**EXCERPT:**
____________________
Monday, January 7, 2008

Another Float, Another Day

I just came back from another floating session, my third one in total with my friend Natasha. In comparison to my other floats, this floatation session was unpleasant and frustrating. More of a mental experience unlike the spiritual and body heavy experiences from the previous sessions. For starters, my body was constantly hitting up against the wall which is imperative to the whole "sensory depravation" experience. I found myself constantly touching the wall so that I wouldn't rotate as much and when I would finally let go, I would hit my arm, foot, and head against the wall. I feel that the moments and emotions leading up to the session are partially or perhaps entirely to blame. I was definitely not enthusiastic to go floating the day before and was even considering canceling. I am unsure as to why I felt that way, but I just felt that floating would be awkward this time around. Also, I had a long and an emotional conversation with a friend of mine minutes before starting my session. It also didn't help talking about the events that were bothering me in my life to this friend. If there was one thing I learned from the floating tank today, was that I need to love and trust myself. That I can attract these people who make me feel so awful. Even if I've been unknowingly rude in the past, that still bares no right to have the same done unto me. From the relaxation of tank, I've seen that these words used upon me, these cold, harsh words, made me feel so dreadful if I spoke the same to others who could have felt as I feel now.
____________________
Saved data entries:
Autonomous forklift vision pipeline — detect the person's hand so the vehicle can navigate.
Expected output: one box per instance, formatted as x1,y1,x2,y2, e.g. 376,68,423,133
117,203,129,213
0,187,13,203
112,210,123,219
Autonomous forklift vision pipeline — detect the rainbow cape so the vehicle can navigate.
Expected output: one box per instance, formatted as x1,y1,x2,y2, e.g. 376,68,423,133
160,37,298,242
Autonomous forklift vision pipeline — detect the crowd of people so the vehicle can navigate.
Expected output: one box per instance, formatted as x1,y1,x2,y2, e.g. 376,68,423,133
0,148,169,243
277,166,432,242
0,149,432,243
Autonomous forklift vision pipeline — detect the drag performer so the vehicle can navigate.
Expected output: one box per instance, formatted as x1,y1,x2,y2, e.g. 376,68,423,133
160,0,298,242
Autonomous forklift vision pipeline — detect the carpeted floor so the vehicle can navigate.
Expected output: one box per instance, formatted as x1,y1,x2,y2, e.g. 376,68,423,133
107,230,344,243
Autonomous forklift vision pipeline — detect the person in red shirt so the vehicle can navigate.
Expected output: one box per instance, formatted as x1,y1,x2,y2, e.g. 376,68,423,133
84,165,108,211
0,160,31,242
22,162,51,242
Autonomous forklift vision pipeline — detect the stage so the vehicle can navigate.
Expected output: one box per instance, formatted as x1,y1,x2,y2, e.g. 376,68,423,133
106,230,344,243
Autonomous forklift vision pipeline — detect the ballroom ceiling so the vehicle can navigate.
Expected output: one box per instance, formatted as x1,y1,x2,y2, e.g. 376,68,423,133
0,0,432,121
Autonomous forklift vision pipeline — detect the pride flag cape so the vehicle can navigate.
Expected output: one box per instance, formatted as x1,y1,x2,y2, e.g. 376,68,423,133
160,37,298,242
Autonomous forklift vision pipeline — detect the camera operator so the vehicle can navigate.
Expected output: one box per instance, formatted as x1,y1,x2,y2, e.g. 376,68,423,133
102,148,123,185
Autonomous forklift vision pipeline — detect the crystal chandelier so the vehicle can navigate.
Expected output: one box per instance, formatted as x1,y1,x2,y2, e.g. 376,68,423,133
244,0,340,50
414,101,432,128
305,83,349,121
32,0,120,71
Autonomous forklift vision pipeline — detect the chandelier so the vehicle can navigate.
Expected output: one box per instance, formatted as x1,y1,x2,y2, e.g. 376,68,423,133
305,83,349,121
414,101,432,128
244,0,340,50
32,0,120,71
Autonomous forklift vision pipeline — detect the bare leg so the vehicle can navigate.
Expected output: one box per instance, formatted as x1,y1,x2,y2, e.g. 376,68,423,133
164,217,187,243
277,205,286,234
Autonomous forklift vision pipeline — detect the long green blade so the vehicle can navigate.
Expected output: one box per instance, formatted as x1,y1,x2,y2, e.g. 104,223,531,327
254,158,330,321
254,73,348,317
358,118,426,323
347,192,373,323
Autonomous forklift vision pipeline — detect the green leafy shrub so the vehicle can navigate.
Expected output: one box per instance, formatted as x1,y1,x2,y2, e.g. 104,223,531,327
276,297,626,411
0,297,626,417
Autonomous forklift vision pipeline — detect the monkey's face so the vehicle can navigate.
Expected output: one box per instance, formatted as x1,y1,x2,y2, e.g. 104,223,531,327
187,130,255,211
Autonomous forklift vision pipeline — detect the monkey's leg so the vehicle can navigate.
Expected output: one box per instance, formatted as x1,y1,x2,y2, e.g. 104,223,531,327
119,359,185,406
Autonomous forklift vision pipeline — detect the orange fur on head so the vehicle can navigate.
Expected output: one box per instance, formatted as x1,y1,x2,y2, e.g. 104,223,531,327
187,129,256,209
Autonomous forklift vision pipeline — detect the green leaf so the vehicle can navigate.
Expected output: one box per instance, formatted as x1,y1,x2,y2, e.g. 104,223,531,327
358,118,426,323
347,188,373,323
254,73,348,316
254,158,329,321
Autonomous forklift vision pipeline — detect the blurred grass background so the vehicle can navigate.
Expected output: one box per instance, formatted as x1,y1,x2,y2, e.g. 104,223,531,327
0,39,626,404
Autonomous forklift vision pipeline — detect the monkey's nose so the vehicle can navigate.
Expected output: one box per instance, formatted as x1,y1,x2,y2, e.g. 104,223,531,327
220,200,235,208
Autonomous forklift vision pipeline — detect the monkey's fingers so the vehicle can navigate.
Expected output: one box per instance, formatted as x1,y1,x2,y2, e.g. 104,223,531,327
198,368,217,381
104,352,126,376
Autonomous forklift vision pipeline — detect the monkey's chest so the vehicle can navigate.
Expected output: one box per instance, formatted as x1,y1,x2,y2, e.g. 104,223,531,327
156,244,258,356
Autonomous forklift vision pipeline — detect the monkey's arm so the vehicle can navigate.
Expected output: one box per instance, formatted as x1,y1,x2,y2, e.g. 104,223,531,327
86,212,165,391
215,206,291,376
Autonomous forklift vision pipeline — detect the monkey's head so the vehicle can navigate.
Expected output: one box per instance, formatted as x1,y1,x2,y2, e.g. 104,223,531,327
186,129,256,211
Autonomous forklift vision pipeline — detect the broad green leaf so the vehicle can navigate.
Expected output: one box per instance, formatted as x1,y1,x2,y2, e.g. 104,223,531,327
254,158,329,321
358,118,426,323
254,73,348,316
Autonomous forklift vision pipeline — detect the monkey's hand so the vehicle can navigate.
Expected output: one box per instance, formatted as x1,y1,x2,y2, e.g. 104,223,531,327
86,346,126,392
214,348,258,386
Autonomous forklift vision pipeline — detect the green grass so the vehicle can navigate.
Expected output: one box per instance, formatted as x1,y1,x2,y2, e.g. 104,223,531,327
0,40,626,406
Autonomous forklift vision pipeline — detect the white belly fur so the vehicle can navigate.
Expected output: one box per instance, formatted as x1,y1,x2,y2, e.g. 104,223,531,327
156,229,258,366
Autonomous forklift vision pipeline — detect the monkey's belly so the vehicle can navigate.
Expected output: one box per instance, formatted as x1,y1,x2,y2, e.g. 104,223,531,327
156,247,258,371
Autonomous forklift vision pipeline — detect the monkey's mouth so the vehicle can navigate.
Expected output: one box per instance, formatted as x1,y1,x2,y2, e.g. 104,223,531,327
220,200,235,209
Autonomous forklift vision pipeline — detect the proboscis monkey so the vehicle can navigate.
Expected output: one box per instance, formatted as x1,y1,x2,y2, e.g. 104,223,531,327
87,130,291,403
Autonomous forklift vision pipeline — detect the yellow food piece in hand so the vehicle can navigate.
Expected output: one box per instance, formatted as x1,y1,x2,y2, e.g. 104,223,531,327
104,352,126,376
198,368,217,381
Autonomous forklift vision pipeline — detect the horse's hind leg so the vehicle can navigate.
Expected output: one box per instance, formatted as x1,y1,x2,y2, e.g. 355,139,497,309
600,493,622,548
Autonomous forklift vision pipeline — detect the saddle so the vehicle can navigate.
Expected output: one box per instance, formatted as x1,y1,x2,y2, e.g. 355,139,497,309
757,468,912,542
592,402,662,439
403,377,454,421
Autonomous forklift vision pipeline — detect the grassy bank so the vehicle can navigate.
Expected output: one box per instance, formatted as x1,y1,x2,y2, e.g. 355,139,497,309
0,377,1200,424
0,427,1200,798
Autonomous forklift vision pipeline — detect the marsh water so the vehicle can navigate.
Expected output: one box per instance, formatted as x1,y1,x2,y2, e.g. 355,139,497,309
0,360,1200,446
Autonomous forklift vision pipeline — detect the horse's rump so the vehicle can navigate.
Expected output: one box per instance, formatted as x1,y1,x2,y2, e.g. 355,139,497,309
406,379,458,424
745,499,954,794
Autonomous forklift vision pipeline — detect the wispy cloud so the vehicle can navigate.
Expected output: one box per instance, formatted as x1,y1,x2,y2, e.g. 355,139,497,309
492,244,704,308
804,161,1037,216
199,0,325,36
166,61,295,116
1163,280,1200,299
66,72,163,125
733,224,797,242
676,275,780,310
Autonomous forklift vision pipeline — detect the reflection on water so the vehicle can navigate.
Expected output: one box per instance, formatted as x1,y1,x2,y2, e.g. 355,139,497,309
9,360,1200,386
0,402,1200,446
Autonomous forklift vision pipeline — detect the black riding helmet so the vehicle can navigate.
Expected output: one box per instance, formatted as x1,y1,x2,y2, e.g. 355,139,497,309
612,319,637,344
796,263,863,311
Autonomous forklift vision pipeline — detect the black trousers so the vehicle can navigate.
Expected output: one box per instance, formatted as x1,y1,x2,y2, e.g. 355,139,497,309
____________________
**WORK TO COMPLETE:**
[a] In the blog post about floating, which float was this for the writer, and who was the friend named as floating with them?
[b] Arrange the listing as a Markdown table with the columns Row and Line. Start at the first line of the listing and end with the line containing "160,0,298,242", include both ends, and leave out blank lines.

**SOLUTIONS TO THE TASKS:**
[a] It was the writer's third float, with their friend Natasha.

[b]
| Row | Line |
|---|---|
| 1 | Autonomous forklift vision pipeline — detect the person's hand so the vehicle can navigate. |
| 2 | Expected output: one box per instance, formatted as x1,y1,x2,y2, e.g. 376,68,423,133 |
| 3 | 117,203,129,213 |
| 4 | 0,187,13,203 |
| 5 | 112,210,123,219 |
| 6 | Autonomous forklift vision pipeline — detect the rainbow cape so the vehicle can navigate. |
| 7 | Expected output: one box per instance, formatted as x1,y1,x2,y2, e.g. 376,68,423,133 |
| 8 | 160,37,298,242 |
| 9 | Autonomous forklift vision pipeline — detect the crowd of people so the vehicle can navigate. |
| 10 | Expected output: one box per instance, formatted as x1,y1,x2,y2, e.g. 376,68,423,133 |
| 11 | 0,148,169,243 |
| 12 | 277,166,432,242 |
| 13 | 0,149,432,243 |
| 14 | Autonomous forklift vision pipeline — detect the drag performer so the vehicle can navigate. |
| 15 | Expected output: one box per instance, formatted as x1,y1,x2,y2, e.g. 376,68,423,133 |
| 16 | 160,0,298,242 |